• **Exercise**: Return each line of the listing below, unchanged, and omit the images.
━━━━━━━━━━━━━━━━━━━━━━━━━━━━━━
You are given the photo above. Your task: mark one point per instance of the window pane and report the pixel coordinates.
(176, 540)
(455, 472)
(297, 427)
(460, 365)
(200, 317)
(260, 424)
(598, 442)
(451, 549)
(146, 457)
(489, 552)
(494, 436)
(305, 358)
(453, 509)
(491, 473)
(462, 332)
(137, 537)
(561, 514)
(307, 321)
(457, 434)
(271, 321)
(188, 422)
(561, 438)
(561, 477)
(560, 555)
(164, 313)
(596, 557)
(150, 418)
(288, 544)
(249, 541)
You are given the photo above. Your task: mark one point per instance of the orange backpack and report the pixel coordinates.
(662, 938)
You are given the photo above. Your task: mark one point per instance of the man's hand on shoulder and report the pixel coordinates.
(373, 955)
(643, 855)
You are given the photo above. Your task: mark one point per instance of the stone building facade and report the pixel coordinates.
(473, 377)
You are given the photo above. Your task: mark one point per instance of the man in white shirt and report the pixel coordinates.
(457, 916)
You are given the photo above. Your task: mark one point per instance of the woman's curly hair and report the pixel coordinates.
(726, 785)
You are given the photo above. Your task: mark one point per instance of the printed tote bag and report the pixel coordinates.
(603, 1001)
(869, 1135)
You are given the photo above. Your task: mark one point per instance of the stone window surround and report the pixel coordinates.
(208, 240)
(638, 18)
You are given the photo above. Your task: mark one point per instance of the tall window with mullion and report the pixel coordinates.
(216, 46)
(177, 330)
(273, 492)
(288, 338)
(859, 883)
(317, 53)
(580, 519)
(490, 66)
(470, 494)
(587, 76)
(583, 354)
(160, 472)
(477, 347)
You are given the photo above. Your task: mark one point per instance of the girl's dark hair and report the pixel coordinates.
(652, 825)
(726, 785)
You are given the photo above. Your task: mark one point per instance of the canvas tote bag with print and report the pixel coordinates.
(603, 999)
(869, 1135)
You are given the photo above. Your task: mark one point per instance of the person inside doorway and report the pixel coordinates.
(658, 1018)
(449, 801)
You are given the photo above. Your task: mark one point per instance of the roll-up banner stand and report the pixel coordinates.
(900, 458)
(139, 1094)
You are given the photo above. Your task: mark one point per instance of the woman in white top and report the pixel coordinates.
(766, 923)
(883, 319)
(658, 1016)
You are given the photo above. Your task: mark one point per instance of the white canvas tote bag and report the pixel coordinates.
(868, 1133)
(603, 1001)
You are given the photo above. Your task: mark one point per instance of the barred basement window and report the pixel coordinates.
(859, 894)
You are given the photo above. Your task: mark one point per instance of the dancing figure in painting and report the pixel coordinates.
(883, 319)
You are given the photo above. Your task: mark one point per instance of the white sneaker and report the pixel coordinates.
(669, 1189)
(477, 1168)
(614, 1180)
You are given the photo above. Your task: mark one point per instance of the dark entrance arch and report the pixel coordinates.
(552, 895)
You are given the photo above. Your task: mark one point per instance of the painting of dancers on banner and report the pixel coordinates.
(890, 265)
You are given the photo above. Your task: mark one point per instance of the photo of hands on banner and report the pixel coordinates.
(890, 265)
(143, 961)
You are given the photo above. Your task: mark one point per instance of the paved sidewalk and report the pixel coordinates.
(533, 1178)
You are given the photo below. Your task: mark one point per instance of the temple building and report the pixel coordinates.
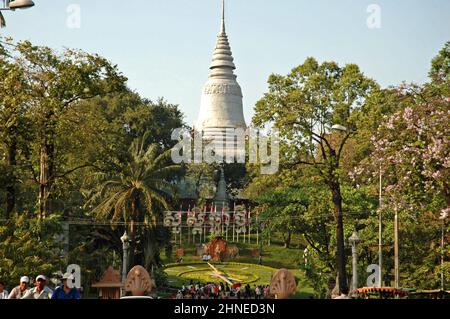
━━━━━━━━━━━━━━━━━━━━━━━━━━━━━━
• **Task solution**:
You are given the photo above. Your task: mark one point per instance of the window pane and report the pixel coordinates.
(176, 540)
(455, 472)
(297, 427)
(460, 365)
(200, 317)
(260, 424)
(598, 442)
(451, 549)
(146, 457)
(489, 552)
(494, 436)
(305, 358)
(453, 509)
(491, 473)
(462, 332)
(137, 537)
(561, 514)
(307, 321)
(457, 434)
(271, 321)
(188, 422)
(561, 438)
(561, 477)
(560, 555)
(164, 313)
(596, 557)
(150, 418)
(288, 544)
(249, 541)
You are given the photo above. Your task: mark one point per instance of the orange backpack and report the pixel coordinates.
(662, 938)
You are given the photo above. Your task: mark one point per instance of the man's hand on shoulder and report the pixel coordinates.
(373, 955)
(643, 855)
You are given the photo above. Your task: mark one point per instance of the stone building facade and report the pixel coordinates.
(473, 377)
You are given the photo above. Your task: mark one point per instance of the man in white shirt and report the pixel coordinates.
(457, 916)
You are given the photo above. Your task: mark one point per instance of the woman's curly hair and report the pixel coordinates.
(726, 785)
You are given the photo above. Your task: mark one point per instance of the printed tote bag and report the pixel coordinates.
(603, 1001)
(869, 1135)
You are given the photo above. Your task: mark one point per instance of the stone window surround and report the pixel coordinates.
(208, 240)
(638, 18)
You are given the photo above. Your task: mark one point per instance of the tall window with mullion and report the pixel coordinates.
(216, 46)
(177, 330)
(273, 492)
(288, 338)
(859, 883)
(317, 53)
(580, 519)
(490, 66)
(470, 494)
(587, 76)
(583, 354)
(160, 472)
(477, 347)
You are given the photo above. Your task: mark one point per instance of the girl's dark hair and report the pixel coordinates.
(652, 825)
(726, 785)
You are given the photo above. Your task: mark one point per instance of the canvas tote bag with print and report the pixel coordinates.
(603, 999)
(869, 1135)
You are given the photo above. Your task: mark one point per instance of the person inside doorway and report the pixel coordinates.
(658, 1018)
(449, 801)
You are given the photo above. Your task: mark one point per instance of the roll-up banner stand and report the pixel coordinates.
(900, 458)
(139, 1094)
You are given the photo above. Your task: mark one point per instance of the woman in white top and report the pixel coordinates.
(766, 923)
(883, 319)
(658, 1016)
You are given the photo above. Your task: mark one point per instance of the white canvas tote bag and report the pixel coordinates.
(868, 1133)
(603, 1001)
You are given the photo above. Your task: mark one point per instance of the barred basement window and report the pixel coordinates.
(859, 894)
You are given the photo above. Your task: mark one point per instance of the dancing figure in painting and report the pixel coordinates.
(883, 319)
You are given the photo above. Your task: mark one point per instance of the white sneaker and report the pixel coordinates.
(669, 1189)
(477, 1168)
(614, 1180)
You are given the photo above. Your task: mark one point per instance of the dark entrance arch and report the pixel coordinates.
(552, 895)
You are given the photo above. Your task: mark one point per instance of the painting of dancers on banner and report the pixel coordinates.
(890, 265)
You are given the photo above. Your task: mark one point per instance of the photo of hands on banner and report the pixel coordinates.
(890, 265)
(143, 961)
You are given the photo above. Your task: mark one point per instance of the paved sidewalk and report the pixel coordinates.
(533, 1178)
You are given the photo below. Your task: mark one point per instance of the temple building and report the pixel coordinates.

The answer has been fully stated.